(Some rows)
↓

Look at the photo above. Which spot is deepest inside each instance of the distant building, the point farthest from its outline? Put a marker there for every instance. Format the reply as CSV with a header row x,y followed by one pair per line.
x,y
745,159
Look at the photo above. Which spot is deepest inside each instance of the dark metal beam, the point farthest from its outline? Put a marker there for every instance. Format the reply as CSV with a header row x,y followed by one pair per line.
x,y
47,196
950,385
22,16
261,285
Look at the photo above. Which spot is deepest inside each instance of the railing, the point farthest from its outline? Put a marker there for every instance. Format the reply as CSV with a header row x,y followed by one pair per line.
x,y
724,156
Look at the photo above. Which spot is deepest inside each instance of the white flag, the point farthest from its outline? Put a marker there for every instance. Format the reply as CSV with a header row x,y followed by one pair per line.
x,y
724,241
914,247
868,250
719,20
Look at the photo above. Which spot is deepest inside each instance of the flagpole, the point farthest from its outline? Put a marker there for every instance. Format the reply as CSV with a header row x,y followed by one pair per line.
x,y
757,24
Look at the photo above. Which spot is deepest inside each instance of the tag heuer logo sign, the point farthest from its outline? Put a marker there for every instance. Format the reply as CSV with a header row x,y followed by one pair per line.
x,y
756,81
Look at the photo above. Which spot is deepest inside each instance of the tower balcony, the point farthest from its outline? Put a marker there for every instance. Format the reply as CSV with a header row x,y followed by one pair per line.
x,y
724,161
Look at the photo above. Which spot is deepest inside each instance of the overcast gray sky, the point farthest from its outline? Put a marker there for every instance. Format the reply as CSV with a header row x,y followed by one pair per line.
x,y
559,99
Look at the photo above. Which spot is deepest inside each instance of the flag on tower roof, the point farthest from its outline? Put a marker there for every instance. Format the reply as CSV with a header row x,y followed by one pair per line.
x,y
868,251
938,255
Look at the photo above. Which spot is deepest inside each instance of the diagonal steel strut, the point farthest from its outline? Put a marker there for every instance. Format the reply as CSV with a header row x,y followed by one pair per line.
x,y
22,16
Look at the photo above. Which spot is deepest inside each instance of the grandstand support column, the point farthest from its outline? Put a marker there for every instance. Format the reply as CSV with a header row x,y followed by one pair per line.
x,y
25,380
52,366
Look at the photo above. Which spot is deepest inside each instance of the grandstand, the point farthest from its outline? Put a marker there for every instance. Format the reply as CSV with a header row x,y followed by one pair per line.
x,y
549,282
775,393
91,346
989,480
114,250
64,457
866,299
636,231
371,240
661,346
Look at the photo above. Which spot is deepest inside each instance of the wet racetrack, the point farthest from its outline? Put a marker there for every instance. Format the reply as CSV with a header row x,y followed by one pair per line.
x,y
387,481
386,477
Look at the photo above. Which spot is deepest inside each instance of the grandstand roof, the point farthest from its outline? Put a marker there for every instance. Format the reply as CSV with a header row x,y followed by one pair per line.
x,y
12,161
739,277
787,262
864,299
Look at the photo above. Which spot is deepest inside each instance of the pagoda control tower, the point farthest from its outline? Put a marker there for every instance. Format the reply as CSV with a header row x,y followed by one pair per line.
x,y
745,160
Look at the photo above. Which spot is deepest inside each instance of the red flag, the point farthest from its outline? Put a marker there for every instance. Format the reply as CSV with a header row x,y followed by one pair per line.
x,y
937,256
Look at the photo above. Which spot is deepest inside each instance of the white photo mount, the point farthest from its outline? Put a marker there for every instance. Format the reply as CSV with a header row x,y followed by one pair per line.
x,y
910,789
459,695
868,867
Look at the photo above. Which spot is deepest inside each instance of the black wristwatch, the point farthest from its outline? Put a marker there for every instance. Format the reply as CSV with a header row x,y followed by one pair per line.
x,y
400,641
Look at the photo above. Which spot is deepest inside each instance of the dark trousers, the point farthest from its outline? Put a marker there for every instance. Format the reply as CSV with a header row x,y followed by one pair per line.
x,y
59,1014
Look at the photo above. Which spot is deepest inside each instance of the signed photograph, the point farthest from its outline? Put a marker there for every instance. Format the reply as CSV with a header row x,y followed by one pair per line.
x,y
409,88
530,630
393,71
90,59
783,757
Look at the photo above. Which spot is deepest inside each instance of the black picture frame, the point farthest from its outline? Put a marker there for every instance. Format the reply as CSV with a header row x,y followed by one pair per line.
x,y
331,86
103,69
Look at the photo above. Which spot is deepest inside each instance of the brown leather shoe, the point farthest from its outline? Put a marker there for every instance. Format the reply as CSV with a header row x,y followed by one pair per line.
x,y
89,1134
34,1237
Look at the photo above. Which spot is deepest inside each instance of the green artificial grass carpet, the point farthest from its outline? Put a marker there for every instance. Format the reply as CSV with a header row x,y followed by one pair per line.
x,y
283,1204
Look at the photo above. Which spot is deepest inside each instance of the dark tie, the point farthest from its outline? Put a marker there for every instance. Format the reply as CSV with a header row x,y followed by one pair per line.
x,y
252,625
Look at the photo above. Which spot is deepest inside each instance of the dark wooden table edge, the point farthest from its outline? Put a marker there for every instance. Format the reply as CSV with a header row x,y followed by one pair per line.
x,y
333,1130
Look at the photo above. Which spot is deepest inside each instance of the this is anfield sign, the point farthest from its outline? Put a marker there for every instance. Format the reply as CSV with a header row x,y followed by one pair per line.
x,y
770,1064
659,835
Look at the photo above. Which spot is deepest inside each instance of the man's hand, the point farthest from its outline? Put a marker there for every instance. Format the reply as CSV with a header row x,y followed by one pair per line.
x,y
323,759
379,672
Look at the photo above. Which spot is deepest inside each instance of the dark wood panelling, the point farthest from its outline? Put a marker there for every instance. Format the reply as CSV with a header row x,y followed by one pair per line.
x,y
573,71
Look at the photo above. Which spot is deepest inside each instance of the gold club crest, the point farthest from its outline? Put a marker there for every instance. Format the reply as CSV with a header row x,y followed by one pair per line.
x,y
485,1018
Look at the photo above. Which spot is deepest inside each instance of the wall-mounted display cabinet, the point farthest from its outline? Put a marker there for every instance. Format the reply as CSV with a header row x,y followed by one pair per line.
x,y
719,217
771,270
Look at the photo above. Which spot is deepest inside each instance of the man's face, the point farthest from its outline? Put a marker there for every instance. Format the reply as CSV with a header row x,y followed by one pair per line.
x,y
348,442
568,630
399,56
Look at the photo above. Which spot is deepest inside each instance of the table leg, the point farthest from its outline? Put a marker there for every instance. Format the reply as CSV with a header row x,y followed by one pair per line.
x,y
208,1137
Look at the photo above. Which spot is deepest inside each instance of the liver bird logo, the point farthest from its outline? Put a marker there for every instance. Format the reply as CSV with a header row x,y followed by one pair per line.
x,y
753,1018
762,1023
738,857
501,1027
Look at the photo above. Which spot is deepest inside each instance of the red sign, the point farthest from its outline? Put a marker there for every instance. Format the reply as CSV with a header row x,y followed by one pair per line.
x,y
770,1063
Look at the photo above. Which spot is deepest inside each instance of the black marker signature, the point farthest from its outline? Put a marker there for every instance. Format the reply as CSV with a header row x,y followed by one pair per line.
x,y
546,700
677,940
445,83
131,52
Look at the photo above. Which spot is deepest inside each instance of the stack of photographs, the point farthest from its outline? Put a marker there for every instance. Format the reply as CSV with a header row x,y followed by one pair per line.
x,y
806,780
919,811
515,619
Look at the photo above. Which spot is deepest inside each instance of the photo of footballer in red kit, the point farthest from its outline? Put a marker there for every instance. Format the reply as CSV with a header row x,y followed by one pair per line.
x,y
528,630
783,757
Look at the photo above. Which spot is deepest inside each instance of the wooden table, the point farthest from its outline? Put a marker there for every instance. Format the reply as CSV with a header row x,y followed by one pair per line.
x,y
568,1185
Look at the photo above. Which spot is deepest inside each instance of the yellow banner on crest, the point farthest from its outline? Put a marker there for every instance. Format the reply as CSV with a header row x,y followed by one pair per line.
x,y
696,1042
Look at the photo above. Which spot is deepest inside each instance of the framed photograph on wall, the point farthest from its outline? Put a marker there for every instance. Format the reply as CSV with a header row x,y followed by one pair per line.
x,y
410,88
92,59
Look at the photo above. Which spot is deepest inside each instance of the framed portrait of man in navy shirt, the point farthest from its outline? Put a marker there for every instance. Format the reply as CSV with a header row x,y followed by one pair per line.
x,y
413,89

↑

## Work required
Rewrite the part of the rows that opens with the line containing "of the photo" and closes at the end of the rows, replacing "wooden table" with "oak table" and leaving everything else unchanged.

## Completed exercise
Look at the photo above. Which spot is deepest inside each instance of the photo of footballer in red kit, the point farthest from its outline? Put a marker there for every instance. Format the reply as CSV with a header row x,y followed by one pair per line.
x,y
528,630
783,757
Look at the photo above. Which spot is deepest inside each instance of the oak table, the point farthest from its outline? Put a marker there for every instance. Format the reply as CSV with a header row x,y followed by one pair per line.
x,y
568,1185
Look at the photo above. Which spot is deepest inside each instance of the yellow banner on crest, the point farthest from its outline? Put a marker there for every instance. Format the reply as CSV with a header row x,y followed by one pair per line.
x,y
696,1042
Look at the photo above. Which spot is deepest inside each instance of the framed photograph on wall, the point farthest from its outline? Put a marker there for every instance. Format the reply as CSV with a header row x,y followed by one pair per line.
x,y
410,88
92,59
Look at the photo above. Which spot is deepest inside each instance of the framed portrait of man in navy shirt, the point farthest from its outline? Put a marker there for every instance. Format the reply as CSV with a header row x,y followed by one pair per line.
x,y
413,89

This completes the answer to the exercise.